Items from a dataset:
■ ■ ■

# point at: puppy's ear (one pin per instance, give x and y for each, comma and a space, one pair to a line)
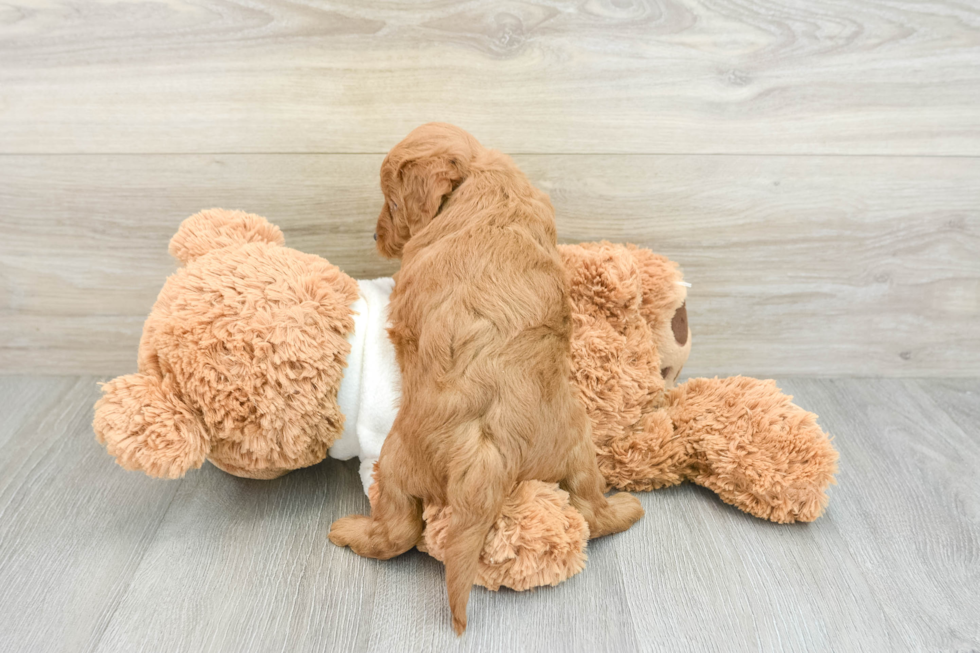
425, 183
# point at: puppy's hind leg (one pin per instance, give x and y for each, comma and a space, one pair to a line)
585, 485
395, 524
475, 493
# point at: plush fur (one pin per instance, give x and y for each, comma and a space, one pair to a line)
481, 324
240, 360
239, 306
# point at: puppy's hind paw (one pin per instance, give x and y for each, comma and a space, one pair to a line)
347, 530
623, 510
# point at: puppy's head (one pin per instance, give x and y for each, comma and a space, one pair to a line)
416, 177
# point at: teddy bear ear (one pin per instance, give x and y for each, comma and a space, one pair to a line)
213, 229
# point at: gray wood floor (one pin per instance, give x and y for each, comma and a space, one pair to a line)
93, 558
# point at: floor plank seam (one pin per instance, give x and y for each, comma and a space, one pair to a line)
129, 584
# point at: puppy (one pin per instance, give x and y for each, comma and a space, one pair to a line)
480, 321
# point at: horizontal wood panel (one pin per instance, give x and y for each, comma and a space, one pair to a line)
799, 265
604, 76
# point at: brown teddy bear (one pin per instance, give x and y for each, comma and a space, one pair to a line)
242, 361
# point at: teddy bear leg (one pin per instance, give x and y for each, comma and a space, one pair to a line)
146, 426
755, 448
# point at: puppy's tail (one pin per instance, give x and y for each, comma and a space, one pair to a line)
476, 495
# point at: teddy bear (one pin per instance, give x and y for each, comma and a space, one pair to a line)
263, 359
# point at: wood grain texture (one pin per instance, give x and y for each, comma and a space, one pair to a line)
93, 558
556, 76
73, 526
800, 265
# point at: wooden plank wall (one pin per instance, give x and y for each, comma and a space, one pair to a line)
814, 165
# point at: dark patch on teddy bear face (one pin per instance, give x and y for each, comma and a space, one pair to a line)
679, 325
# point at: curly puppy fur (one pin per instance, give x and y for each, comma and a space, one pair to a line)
481, 326
240, 360
740, 437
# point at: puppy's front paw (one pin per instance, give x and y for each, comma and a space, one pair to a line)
348, 530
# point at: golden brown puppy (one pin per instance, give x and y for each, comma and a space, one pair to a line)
481, 327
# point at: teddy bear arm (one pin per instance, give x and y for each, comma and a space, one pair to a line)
753, 447
146, 426
213, 229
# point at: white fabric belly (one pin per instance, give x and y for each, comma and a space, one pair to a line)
371, 387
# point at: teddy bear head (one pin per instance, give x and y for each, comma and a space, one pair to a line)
240, 360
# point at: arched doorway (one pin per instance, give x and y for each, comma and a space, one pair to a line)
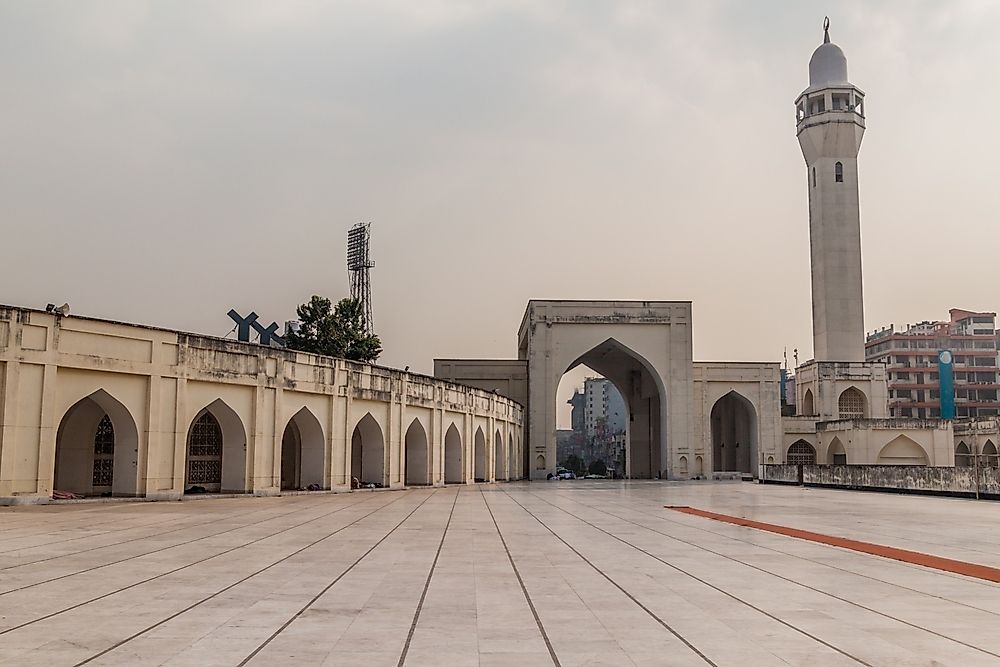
368, 453
415, 444
454, 469
734, 434
902, 450
498, 458
97, 448
808, 408
624, 412
479, 457
511, 458
303, 453
216, 451
802, 453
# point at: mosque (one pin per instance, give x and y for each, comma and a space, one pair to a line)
96, 407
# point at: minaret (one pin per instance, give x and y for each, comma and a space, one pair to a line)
830, 122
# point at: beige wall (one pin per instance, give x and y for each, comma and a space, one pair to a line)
154, 383
758, 386
889, 441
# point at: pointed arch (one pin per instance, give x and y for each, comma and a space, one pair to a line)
734, 434
852, 404
836, 454
479, 456
902, 450
499, 460
808, 404
990, 457
368, 453
963, 455
645, 399
415, 444
454, 468
97, 448
303, 452
216, 450
511, 459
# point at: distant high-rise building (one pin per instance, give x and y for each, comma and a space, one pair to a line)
911, 357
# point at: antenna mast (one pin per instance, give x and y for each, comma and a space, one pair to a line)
358, 264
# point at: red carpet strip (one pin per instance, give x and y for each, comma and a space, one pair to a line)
914, 557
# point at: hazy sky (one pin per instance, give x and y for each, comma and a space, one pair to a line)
164, 161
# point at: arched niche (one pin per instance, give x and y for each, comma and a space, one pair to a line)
368, 453
303, 452
216, 458
97, 448
454, 469
415, 444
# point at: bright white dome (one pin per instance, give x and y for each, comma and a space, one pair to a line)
827, 66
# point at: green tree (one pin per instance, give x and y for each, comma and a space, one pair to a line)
336, 331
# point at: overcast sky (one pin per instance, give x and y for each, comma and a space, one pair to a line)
165, 161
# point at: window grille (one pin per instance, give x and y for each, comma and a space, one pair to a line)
204, 465
801, 453
104, 455
851, 404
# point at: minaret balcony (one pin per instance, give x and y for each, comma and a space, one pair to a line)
825, 105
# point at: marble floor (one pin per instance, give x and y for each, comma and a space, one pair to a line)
551, 573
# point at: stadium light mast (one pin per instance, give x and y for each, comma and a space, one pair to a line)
359, 263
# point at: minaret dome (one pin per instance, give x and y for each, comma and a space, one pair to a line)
828, 64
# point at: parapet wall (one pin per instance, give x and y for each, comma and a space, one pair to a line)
957, 481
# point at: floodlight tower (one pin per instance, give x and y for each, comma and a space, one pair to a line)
358, 264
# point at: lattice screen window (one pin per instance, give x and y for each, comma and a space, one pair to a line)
801, 453
851, 404
104, 454
205, 452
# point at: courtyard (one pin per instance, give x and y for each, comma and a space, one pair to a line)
567, 573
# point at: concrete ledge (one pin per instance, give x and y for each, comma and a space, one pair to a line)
34, 499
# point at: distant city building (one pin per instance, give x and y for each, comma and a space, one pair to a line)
578, 421
911, 359
604, 407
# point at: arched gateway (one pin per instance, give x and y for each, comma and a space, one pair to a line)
643, 347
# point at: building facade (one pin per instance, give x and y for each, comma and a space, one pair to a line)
92, 407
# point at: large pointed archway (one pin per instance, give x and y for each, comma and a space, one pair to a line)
97, 448
734, 434
643, 440
499, 460
643, 347
479, 472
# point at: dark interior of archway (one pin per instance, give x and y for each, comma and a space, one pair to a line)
642, 398
732, 435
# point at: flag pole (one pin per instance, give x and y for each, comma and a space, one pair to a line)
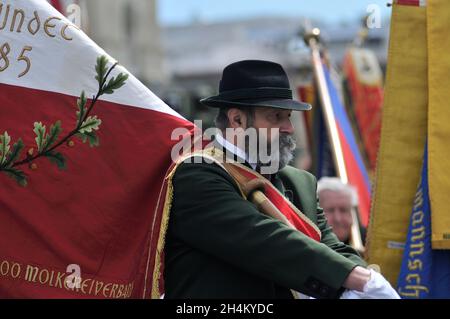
312, 40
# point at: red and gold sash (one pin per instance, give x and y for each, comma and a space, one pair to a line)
291, 215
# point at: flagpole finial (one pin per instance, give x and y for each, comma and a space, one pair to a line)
313, 33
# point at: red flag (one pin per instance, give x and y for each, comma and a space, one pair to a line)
99, 213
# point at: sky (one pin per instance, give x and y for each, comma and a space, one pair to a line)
181, 12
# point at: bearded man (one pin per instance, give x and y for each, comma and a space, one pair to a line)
219, 244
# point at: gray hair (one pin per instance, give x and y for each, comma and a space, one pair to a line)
334, 184
222, 121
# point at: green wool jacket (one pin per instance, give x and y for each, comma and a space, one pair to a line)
218, 245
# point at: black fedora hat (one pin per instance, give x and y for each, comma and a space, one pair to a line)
255, 83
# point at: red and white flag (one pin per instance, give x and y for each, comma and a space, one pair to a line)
94, 219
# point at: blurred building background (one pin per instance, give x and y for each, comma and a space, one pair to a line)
182, 64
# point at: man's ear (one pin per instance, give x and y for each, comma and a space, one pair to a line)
237, 118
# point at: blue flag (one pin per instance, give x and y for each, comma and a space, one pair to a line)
425, 273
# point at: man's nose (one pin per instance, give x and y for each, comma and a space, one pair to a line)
287, 127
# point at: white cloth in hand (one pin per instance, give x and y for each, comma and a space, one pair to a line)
376, 288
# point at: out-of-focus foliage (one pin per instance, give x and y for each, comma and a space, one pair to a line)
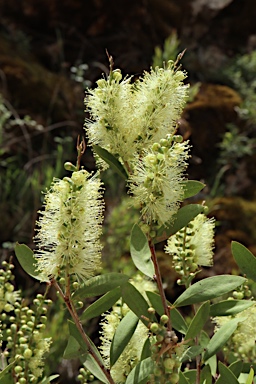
241, 75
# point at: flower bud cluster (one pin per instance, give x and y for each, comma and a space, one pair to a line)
70, 226
85, 376
242, 292
241, 344
166, 352
130, 117
156, 184
23, 329
191, 247
131, 355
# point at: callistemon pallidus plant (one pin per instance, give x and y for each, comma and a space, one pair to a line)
132, 127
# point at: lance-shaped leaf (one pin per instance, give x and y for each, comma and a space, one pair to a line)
209, 288
5, 371
73, 349
229, 307
140, 252
90, 364
87, 360
191, 353
111, 160
135, 301
192, 187
182, 379
74, 332
236, 367
226, 375
122, 336
245, 260
140, 372
47, 380
181, 219
101, 305
221, 337
190, 376
101, 284
198, 321
28, 262
146, 351
206, 376
176, 318
250, 377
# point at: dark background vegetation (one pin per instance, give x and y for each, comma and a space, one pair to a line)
51, 50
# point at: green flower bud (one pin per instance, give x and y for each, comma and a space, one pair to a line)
151, 310
164, 319
169, 364
18, 369
117, 76
27, 353
154, 327
70, 167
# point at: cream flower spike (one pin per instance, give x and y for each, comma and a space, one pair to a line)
199, 236
70, 226
157, 182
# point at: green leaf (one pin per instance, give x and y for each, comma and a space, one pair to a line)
250, 377
73, 331
140, 252
191, 352
140, 372
198, 321
146, 351
111, 160
236, 367
183, 379
93, 367
73, 349
244, 259
101, 284
221, 337
226, 375
122, 336
209, 288
229, 307
87, 360
206, 377
177, 320
181, 219
191, 188
102, 304
26, 259
47, 380
5, 371
190, 376
135, 301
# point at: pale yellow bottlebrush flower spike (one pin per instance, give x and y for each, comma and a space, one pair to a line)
70, 226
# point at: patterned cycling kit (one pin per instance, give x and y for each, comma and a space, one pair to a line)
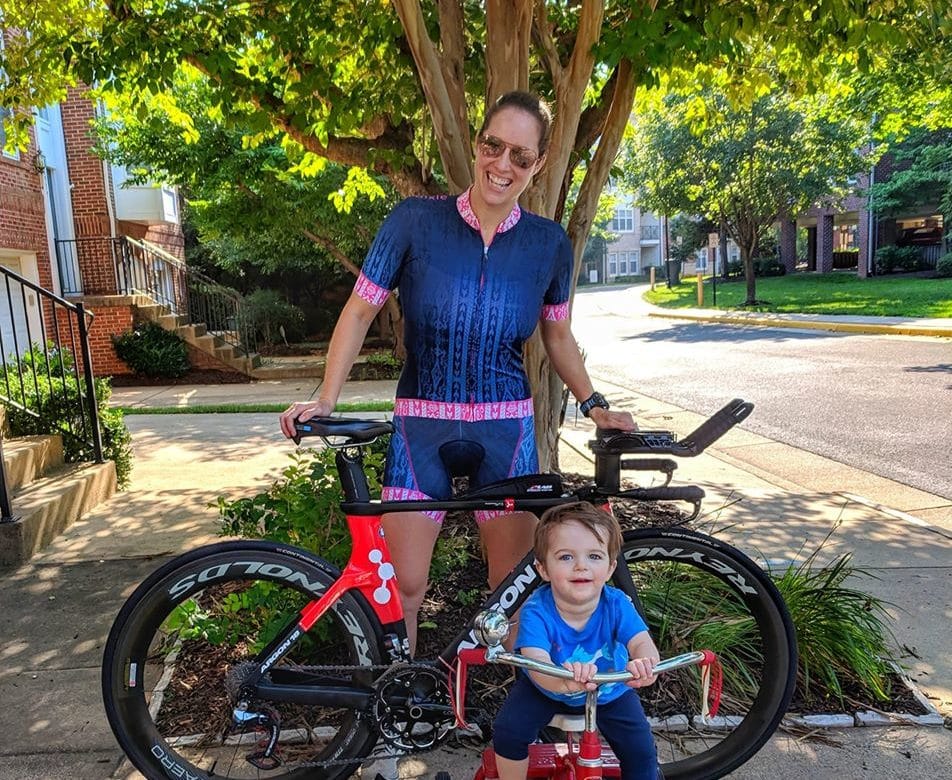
467, 309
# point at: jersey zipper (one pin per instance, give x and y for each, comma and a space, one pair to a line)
478, 316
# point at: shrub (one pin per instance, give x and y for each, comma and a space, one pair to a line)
303, 506
943, 268
151, 350
266, 312
841, 631
897, 259
768, 266
53, 400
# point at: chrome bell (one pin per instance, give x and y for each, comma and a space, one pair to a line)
491, 627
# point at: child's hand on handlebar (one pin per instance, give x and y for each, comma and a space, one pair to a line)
583, 673
642, 671
304, 411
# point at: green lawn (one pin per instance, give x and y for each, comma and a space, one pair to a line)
269, 408
835, 293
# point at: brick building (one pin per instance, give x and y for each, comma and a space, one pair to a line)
63, 217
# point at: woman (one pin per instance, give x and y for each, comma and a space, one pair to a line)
476, 275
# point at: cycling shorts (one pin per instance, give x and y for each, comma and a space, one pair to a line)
416, 472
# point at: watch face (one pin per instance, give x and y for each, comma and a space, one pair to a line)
595, 399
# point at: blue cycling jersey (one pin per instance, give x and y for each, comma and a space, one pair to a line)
467, 308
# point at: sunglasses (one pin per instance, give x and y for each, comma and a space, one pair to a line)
492, 147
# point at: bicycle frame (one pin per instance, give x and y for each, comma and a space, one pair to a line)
369, 570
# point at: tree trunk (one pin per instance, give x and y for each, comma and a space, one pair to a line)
391, 315
445, 100
508, 29
547, 391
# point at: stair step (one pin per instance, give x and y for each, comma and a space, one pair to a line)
27, 458
152, 311
172, 321
192, 331
46, 507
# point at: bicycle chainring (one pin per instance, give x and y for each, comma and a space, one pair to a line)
412, 708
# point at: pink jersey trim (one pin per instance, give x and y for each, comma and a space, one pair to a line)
465, 208
373, 293
443, 410
409, 494
555, 312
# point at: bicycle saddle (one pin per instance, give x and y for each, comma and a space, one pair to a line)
355, 431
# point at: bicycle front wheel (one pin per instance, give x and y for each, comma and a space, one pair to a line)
696, 593
181, 644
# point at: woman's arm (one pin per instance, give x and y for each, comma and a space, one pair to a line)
562, 349
346, 341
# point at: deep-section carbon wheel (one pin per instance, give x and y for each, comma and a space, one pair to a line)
698, 593
181, 647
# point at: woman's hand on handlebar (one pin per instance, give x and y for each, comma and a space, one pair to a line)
613, 419
642, 672
304, 411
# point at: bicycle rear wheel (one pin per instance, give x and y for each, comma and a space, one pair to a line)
695, 593
176, 649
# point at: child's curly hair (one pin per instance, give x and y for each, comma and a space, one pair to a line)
602, 524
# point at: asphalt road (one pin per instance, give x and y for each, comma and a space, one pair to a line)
880, 403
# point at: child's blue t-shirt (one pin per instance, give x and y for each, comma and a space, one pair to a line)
603, 641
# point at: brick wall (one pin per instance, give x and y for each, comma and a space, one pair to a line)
90, 191
22, 222
168, 237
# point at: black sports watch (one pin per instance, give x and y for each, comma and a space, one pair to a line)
595, 399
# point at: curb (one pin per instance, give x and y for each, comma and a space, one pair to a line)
844, 327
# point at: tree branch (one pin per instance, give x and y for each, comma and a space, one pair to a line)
508, 30
542, 32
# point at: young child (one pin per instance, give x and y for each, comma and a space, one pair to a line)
579, 622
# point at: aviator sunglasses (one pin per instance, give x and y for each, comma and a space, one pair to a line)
493, 147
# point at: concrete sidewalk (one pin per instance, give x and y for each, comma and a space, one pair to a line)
774, 501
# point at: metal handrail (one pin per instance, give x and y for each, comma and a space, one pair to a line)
46, 336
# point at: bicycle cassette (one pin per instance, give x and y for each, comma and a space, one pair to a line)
412, 708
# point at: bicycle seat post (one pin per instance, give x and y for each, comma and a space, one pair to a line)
590, 746
608, 471
350, 469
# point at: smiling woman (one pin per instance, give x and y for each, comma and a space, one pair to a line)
476, 275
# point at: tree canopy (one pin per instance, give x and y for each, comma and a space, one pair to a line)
398, 89
744, 167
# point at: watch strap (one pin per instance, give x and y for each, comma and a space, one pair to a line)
595, 399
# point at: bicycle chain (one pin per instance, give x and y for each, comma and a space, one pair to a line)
372, 756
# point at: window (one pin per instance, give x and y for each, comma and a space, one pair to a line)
623, 221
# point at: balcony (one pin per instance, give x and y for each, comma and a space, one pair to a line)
146, 204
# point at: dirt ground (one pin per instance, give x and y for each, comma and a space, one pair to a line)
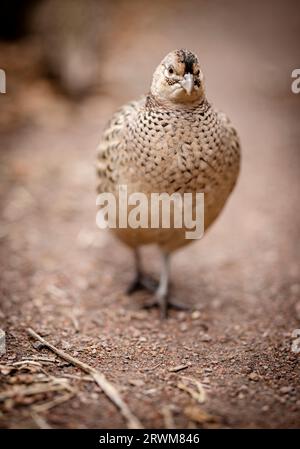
66, 279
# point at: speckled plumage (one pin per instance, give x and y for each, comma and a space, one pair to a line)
169, 142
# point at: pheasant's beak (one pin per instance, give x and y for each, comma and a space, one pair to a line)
188, 83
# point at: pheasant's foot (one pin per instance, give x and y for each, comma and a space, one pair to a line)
142, 282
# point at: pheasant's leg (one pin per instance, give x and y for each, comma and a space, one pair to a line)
161, 298
162, 291
141, 281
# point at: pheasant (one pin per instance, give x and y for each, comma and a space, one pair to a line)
170, 140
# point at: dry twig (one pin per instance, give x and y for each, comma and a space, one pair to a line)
110, 391
197, 393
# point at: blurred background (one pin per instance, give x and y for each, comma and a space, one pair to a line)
68, 66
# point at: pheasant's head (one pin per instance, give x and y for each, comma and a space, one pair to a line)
178, 78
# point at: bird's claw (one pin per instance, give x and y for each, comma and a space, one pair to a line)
142, 282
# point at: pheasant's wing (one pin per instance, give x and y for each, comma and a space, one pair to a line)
112, 151
232, 144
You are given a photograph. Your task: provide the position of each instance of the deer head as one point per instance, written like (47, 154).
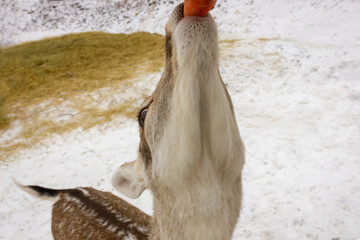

■ ■ ■

WHAT TO WORK ON: Extract the run of lines beginning with the line that holds "# point at: pheasant's head" and ending at the last line of the data, inclusive. Exclude any pictures from the copy.

RESPONSE AREA:
# point at: pheasant's head (one pin per instance, give x and y for each, comma and a space, one pair to a line)
178, 78
# point at: bird's claw (one pin per instance, give x and y for each, comma and a space, one pair to a line)
142, 282
# point at: pheasant's wing (one pin per instance, give x and y for each, comma and a space, one pair to a line)
112, 151
232, 144
You are given a photograph. Your task: provide the position of each instance of the deer head as one point per instance, written like (47, 154).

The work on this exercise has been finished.